▶ [Consigne 1]
Répondez aux questions suivantes à partir de l'extrait du débat parlementaire.
(a) Quelles deux localités sont jugées emblématiques de recettes immobilières inférieures aux prévisions ?
(b) Quel article le président met-il aux voix ?
(c) Quel article de quel code l'article 16 ter complète-t-il ?

Certes, la crise ne facilite pas les choses, mais nous ne vivons pas dans un tel contexte depuis vingt ans. Or, depuis de nombreuses années, les recettes tirées de la vente des actifs immobiliers de la défense restent, avec une grande régularité, très inférieures aux prévisions comme aux coûts des restructurations nécessaires : Oissel et Châteaulin sont assez emblématiques à cet égard. Et ce n’est pas en mettant à la charge des éventuels acquéreurs la dépollution des sites ou la dévalorisation des immeubles vendus occupés – sans engagement sur les délais de libération – que l’on inversera cette tendance !
Quand on compte sur des recettes immobilières pour financer un projet, il est bon de gérer ce dossier en professionnel et non en amateur plus ou moins éclairé. (Manifestations d’impatience sur les travées de l’UMP.)
Les gendarmes et les militaires seront contents de savoir que vous préférez faire respecter le règlement plutôt que de leur consacrer quelques secondes supplémentaires ! (Applaudissements sur les travées du groupe socialiste et du groupe CRC-SPG.)
M. Josselin de Rohan, rapporteur. Ce galimatias est indigne du Parlement !
M. le président. Je mets aux voix l'article 16 bis.
(L'article 16 bis est adopté.)
Article 16 ter
L'article L. 3212-2 du code général de la propriété des personnes publiques est complété par un 6° ainsi rédigé :
« 6° Les cessions de biens meubles, dont le ministère de la défense n'a plus l'emploi, à des associations ou organismes agissant pour la préservation ou la mise en valeur du patrimoine militaire, ou contribuant au renforcement du lien entre la Nation et son armée. » – (Adopté.)
Article 16 quater
L'avant-dernière ligne de la première colonne du tableau du 2° de l'article L. 4139-16 du code de la défense est complétée par les mots : «, ingénieurs militaires d'infrastructure de la défense ». – (Adopté.)

▶ [Consigne 2] Dénombrez les lignes des enregistrements qui contiennent le mot « floor », en tenant compte de la casse, et donnez uniquement ce nombre.

▶ [Enregistrements fournis]

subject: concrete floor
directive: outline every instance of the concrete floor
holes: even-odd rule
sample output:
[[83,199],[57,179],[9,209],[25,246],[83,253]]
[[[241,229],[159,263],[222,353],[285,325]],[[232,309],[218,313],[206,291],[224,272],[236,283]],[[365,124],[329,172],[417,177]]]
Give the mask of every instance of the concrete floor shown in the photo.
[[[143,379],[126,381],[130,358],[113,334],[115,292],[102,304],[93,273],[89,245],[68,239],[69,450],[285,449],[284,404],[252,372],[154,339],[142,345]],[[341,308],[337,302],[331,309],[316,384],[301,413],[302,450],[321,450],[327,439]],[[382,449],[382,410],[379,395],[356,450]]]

▶ [Réponse complète 1]
(a) Oissel et Châteaulin.
(b) L'article 16 bis.
(c) L'article L. 3212-2 du code général de la propriété des personnes publiques.

▶ [Réponse complète 2] 3